══ PROVIDED ENTRIES ══

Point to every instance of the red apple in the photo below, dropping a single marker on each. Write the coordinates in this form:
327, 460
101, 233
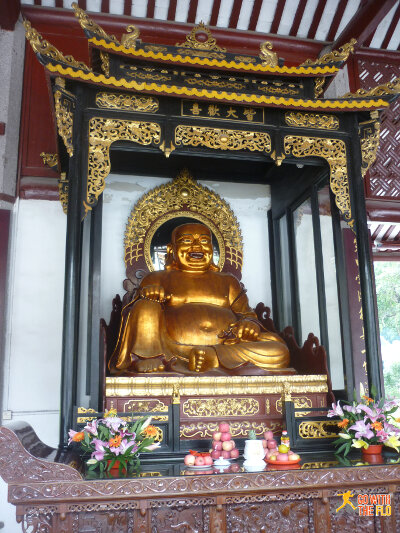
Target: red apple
224, 427
234, 453
199, 461
189, 459
227, 445
282, 457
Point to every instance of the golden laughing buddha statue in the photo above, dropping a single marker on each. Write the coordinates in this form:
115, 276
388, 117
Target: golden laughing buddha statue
192, 318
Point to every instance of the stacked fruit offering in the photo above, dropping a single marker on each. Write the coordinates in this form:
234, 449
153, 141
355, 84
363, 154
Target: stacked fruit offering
273, 452
198, 459
222, 444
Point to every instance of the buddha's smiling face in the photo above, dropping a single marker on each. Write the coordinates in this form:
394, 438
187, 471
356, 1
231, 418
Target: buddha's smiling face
192, 247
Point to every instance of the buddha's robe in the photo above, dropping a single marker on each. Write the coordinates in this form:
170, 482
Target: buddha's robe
198, 309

═══

# GIVEN EXERCISE:
Rewrite these lines with every "dropping a single marker" changed to "placing one marker", keeping all other text unchanged, and omit the pictures from your answer.

# SOLUTION BELOW:
Point to every instance of the red apple in the photo below, placing one marker on each. Write the coordinates in this form:
327, 460
101, 233
Target: red apple
224, 427
234, 453
199, 461
189, 459
227, 445
282, 457
Point to every instance of the golden laughing buddha statue in the photo above, placing one marker on each. Write the coordinates in this form:
115, 276
388, 117
Target: golden laughing buddha statue
192, 318
Point to every instance of the stacked fruit offering in the photo above, placing one marker on each. Write the coordinates in this form:
234, 449
153, 141
355, 84
363, 154
Target: stacked fruit offering
273, 452
198, 459
222, 444
Point to every instance of the buddha's smiling face in the photo above, placing one marker on each. Write the coordinates in this form:
394, 438
187, 471
356, 1
231, 418
Target: buddha's smiling face
192, 247
Point to every instance of the buddha's robe in the photo above, placing one marker on each. Write the coordinates in this form:
170, 482
Target: buddha's robe
198, 309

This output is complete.